**The tasks:**
a. Duplicate part of the passage on the Macintosh LC II, beginning at the words "The Macintosh LC II is" and stopping after "it was introduced.".
b. Summarize the passage on the Macintosh LC II in two sentences.

**Passage to read:**
The Macintosh LC II is a personal computer designed, manufactured, and sold by Apple Computer from March 1992 to March 1993. The LC II is an update to the original Macintosh LC, replacing its Motorola 68020 processor with a 68030 and increasing the onboard memory to 4 MB. The LC II was priced at US$1,699, fully $800 less than the original LC when it was introduced.

In September 1992, Apple introduced the Macintosh Performa family of consumer-oriented computers.  The LC II was repackaged as the Performa 400.  When LC II was replaced by the Macintosh LC III in early 1993, the LC II was discontinued in North America, and two new Performa models (the 405 and 430) were introduced in its place.  In October, the Performa 400, 405 and 430 were all discontinued and a new LC II-based model called the Performa 410 was introduced which became Apple's new entry-level computer. The LC II continued to be sold in some markets for some time after that.

The LC II was Apple's highest-selling Macintosh product in 1992.

**Recorded information:**
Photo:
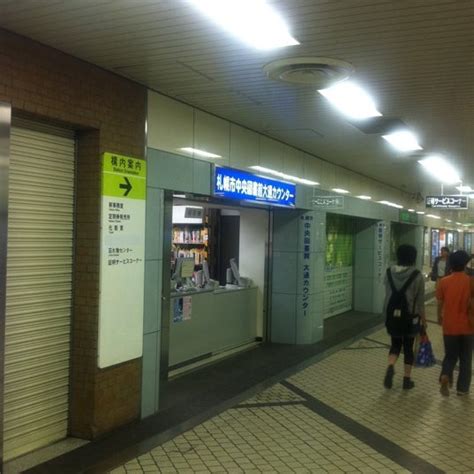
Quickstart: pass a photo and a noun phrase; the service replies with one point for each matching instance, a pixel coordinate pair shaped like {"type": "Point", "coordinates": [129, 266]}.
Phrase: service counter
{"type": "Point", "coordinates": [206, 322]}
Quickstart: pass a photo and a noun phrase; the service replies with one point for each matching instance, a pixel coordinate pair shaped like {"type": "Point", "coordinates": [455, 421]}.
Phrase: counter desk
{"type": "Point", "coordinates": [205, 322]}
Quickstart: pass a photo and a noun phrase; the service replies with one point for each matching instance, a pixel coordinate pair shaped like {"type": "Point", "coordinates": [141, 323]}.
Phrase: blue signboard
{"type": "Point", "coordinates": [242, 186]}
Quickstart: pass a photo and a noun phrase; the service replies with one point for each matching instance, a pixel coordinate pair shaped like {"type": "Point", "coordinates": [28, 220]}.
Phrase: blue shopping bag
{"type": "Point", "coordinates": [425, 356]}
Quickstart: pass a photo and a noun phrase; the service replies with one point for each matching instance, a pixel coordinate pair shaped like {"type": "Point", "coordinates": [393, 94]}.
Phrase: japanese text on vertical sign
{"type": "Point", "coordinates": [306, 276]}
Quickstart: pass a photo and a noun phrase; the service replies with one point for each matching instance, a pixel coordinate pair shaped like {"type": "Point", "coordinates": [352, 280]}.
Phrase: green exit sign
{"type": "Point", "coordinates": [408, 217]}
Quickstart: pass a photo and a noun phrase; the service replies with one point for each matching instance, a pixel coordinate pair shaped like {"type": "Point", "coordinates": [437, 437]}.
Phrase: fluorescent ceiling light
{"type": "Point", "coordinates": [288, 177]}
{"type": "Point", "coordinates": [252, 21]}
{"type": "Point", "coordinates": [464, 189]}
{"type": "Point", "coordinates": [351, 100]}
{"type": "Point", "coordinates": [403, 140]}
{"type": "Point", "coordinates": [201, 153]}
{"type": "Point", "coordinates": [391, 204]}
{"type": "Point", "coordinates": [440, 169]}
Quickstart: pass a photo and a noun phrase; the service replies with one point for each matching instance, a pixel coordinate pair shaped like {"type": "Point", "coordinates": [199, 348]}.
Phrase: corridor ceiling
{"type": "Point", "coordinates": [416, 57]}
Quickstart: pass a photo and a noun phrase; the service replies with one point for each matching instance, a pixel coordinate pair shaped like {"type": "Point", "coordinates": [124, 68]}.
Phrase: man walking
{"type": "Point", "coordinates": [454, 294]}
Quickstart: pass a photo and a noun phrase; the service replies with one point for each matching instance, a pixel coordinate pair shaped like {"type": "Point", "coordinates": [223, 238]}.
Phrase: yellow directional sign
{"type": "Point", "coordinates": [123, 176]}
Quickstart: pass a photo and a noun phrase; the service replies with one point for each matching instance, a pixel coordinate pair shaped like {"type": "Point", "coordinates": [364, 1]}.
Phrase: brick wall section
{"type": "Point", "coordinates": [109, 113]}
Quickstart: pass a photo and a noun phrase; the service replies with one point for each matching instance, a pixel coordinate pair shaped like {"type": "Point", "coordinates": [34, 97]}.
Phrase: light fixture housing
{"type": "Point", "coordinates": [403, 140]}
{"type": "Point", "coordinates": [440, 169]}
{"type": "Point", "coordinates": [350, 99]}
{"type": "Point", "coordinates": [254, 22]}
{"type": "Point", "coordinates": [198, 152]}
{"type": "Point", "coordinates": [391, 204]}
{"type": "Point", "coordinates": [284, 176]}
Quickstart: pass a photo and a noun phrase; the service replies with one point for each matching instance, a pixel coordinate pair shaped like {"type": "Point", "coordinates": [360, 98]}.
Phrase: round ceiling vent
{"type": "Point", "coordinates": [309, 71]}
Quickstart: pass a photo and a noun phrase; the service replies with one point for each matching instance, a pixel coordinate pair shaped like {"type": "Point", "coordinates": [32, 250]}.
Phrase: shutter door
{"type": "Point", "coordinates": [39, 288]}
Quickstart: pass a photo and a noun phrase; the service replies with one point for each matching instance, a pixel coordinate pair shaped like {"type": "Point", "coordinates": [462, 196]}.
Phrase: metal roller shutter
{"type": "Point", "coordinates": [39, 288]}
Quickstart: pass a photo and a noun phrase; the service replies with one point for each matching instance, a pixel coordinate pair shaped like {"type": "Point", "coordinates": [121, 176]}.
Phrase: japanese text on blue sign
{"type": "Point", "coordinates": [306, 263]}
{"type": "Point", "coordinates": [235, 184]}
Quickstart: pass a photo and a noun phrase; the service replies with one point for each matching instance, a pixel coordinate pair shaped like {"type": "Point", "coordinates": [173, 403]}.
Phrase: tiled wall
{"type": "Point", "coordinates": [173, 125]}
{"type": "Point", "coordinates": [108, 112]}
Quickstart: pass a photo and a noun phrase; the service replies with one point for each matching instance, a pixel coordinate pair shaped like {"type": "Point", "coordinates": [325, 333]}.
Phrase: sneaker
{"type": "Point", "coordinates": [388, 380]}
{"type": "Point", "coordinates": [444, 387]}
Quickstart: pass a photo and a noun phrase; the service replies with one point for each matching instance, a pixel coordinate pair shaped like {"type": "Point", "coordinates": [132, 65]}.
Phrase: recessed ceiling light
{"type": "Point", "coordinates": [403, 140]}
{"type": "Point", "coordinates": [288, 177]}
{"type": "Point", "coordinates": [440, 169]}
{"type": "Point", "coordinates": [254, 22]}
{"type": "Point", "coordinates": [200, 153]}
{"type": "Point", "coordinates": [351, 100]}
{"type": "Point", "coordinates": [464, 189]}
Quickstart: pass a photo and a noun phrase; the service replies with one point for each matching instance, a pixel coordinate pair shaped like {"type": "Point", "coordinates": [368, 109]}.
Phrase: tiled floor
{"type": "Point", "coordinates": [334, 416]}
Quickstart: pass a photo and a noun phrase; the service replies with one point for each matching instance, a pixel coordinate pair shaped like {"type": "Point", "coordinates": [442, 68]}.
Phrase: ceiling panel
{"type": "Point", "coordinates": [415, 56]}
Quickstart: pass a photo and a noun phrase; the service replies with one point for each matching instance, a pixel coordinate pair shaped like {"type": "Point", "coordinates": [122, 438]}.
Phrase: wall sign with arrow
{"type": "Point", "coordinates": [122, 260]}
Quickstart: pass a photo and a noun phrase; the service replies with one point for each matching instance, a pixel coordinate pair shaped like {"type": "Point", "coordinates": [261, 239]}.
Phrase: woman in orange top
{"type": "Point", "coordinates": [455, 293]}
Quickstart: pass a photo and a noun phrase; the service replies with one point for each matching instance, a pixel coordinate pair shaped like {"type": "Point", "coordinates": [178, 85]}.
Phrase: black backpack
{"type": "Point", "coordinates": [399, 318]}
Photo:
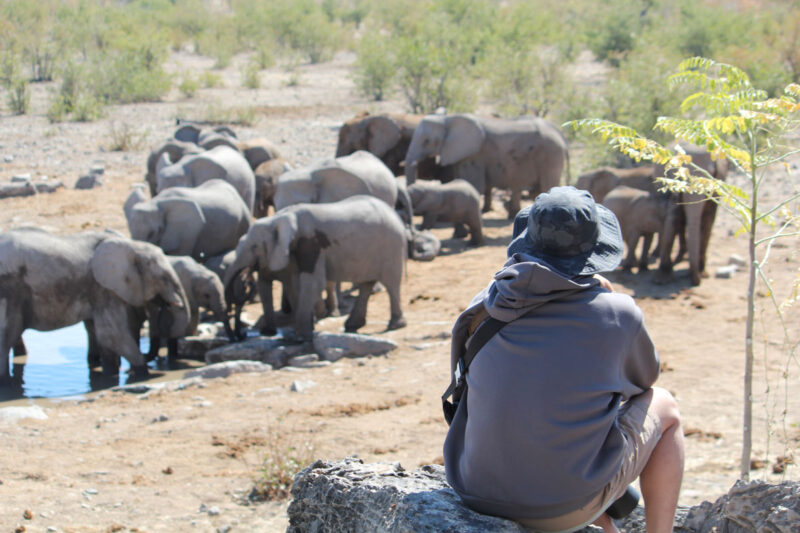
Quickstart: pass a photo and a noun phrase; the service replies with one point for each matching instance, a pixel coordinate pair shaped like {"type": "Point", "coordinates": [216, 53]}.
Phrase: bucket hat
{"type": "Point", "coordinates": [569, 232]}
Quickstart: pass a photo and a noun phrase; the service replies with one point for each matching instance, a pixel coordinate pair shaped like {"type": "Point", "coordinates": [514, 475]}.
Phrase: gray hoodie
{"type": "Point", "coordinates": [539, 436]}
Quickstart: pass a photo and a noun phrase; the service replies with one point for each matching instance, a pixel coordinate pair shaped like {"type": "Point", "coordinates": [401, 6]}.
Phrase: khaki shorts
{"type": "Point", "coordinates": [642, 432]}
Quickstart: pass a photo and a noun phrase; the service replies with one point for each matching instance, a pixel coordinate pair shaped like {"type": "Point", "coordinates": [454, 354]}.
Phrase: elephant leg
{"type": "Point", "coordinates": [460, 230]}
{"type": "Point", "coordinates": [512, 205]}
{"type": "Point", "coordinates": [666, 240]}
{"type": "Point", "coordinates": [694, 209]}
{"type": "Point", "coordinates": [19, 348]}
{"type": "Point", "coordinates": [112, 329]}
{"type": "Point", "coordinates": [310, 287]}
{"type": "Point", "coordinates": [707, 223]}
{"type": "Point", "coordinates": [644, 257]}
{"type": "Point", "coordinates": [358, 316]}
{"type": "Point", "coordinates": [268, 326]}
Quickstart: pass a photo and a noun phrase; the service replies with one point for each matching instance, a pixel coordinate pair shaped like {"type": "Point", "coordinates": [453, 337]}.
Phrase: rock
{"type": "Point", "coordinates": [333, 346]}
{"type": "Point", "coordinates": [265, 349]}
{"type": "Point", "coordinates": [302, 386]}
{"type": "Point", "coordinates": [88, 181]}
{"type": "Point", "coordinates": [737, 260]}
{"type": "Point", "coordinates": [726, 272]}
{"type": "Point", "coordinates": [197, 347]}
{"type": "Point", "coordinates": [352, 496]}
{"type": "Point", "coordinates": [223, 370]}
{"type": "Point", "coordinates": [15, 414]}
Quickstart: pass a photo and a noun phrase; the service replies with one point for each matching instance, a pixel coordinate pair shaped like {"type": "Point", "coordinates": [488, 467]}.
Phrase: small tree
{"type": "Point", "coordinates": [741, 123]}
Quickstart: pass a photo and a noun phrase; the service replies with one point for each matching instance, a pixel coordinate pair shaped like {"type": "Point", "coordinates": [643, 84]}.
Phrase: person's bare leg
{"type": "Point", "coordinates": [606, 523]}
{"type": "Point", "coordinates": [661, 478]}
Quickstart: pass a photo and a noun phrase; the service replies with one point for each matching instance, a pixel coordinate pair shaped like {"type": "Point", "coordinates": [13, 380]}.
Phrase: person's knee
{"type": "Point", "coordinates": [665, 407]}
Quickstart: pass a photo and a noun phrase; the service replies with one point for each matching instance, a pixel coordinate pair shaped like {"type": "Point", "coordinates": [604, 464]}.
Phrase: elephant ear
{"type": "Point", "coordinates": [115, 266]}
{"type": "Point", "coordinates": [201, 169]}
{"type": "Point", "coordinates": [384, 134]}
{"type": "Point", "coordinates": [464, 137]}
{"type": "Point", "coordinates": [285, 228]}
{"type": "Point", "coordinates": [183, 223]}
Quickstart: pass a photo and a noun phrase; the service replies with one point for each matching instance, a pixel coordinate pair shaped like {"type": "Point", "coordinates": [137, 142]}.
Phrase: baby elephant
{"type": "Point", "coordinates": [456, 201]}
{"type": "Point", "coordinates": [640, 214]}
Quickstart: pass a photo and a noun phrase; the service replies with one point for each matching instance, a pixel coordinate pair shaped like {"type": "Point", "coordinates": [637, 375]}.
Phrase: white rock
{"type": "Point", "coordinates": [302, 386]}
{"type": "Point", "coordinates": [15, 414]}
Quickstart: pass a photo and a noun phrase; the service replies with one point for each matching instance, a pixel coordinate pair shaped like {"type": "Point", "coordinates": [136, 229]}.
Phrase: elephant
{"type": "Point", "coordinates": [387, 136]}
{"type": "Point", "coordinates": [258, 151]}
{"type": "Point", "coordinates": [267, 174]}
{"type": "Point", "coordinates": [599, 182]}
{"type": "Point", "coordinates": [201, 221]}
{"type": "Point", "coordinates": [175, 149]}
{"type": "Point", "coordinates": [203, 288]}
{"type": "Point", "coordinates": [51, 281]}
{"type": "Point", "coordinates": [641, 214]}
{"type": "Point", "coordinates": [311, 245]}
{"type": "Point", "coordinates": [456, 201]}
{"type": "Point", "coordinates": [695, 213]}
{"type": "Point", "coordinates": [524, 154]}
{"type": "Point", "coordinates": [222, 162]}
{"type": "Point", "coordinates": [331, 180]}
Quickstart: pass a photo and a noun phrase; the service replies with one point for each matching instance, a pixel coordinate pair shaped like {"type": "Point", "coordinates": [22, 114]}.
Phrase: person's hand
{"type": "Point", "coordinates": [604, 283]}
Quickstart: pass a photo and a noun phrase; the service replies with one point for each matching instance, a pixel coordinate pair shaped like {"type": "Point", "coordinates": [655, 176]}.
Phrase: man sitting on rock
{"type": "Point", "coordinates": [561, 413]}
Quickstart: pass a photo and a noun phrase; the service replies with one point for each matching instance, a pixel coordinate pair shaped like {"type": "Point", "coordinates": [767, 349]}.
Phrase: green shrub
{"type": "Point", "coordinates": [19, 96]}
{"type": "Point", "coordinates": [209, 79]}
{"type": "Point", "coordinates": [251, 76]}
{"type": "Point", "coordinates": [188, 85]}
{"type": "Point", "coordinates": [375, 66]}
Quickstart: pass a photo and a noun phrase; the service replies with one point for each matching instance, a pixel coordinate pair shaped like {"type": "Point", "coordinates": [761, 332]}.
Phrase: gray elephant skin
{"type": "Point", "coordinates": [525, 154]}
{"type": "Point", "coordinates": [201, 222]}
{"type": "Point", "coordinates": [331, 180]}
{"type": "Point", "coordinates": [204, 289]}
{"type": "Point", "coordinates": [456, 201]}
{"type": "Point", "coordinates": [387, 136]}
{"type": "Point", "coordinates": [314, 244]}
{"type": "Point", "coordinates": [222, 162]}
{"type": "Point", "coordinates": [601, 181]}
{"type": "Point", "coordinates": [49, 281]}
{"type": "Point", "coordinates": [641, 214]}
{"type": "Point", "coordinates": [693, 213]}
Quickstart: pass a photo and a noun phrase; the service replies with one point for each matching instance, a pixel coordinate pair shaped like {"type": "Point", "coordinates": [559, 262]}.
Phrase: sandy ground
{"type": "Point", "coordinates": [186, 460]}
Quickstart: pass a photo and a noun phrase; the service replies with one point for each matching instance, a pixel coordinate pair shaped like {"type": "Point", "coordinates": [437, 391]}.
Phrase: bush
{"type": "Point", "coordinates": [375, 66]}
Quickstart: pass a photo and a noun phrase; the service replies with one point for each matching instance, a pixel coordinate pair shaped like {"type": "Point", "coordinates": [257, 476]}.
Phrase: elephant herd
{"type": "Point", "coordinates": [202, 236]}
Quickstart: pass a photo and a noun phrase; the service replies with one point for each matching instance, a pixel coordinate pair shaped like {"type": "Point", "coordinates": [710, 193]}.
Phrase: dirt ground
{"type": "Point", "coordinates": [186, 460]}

**Expected responses:**
a.
The Macintosh LC II is a personal computer designed, manufactured, and sold by Apple Computer from March 1992 to March 1993. The LC II is an update to the original Macintosh LC, replacing its Motorola 68020 processor with a 68030 and increasing the onboard memory to 4 MB. The LC II was priced at US$1,699, fully $800 less than the original LC when it was introduced.

b. The Macintosh LC II, sold by Apple Computer from March 1992 to March 1993, updated the original LC with a 68030 processor and 4 MB of onboard memory at a price of US$1,699. It was repackaged as the Performa 400, was discontinued in North America when the LC III replaced it in early 1993, and was Apple's highest-selling Macintosh product in 1992.